## TASK BRIEF
Retype the listing that follows, exactly as written.

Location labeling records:
-- Begin --

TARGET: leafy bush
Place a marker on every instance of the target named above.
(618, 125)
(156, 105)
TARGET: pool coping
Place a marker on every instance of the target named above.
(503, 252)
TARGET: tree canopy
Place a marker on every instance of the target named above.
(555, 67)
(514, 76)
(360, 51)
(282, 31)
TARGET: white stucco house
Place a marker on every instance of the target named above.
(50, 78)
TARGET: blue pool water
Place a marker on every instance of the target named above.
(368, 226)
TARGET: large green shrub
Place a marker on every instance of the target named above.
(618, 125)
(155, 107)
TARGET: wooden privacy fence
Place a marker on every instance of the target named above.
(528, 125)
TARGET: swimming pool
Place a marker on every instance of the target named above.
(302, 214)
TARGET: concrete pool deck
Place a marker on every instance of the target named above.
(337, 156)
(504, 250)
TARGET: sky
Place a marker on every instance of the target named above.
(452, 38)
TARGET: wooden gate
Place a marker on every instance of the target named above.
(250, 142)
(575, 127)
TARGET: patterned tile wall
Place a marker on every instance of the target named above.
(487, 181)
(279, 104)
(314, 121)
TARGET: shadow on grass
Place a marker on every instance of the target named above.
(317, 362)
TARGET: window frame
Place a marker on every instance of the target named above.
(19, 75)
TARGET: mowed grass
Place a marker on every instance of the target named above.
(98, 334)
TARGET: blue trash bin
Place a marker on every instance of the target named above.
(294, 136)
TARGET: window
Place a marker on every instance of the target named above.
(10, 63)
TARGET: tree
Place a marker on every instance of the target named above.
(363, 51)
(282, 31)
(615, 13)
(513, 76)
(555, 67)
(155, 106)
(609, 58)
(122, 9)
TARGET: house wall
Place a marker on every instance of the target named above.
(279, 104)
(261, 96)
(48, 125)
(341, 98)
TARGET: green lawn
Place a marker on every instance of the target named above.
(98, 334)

-- End --

## RESULT
TARGET: leafy bush
Place a marker on every instance of the target named above.
(618, 125)
(156, 105)
TARGET: pool coping
Place a marker on every instance of the target named above.
(503, 252)
TARGET: tree canopy
Place a marker on every instance of the target named above.
(555, 67)
(514, 76)
(360, 51)
(282, 31)
TARGET: white stucco house
Place a marker on every instance of the target named above.
(50, 78)
TARGET: blue pool water
Place a marker on every instance of the target named above.
(368, 226)
TARGET: large green shrub
Place a marker on every instance of the target named above.
(618, 125)
(155, 107)
TARGET: wooden privacy fence
Place a marker on every instance of the target named above.
(528, 125)
TARGET: swimming pool
Place a marker on every instance of the target named above.
(302, 214)
TARGET: concrete pool deck
Place a marker on every instance of the target named above.
(337, 156)
(504, 250)
TARGET: sky
Place a marker on every instance of the target named above.
(452, 38)
TARGET: wooden gate
Place a marker on every instance of the target named above.
(250, 142)
(575, 127)
TARGET: patterned tile wall
Place a marker on every instance of the target named above.
(487, 181)
(279, 104)
(314, 121)
TARGET: shadow on grass
Place a marker on every instance of the target named above.
(317, 362)
TARGET: window frame
Place a marker on every instance of the target named above.
(19, 75)
TARGET: mowed grass
Place a marker on every instance of the target named above.
(98, 334)
TARGET: blue trash bin
Place a marker on every instance of the target named above.
(294, 136)
TARGET: window
Place a marker on every instance of the target named above.
(10, 63)
TARGET: tree
Place a marker on every instance of the target named above.
(363, 51)
(282, 31)
(615, 13)
(513, 76)
(555, 67)
(155, 106)
(609, 58)
(122, 9)
TARGET: house wall
Place a marker on every instance of the target named above.
(279, 104)
(261, 96)
(48, 125)
(341, 98)
TARGET: green lawn
Place a marker on every instance of the target named above.
(98, 334)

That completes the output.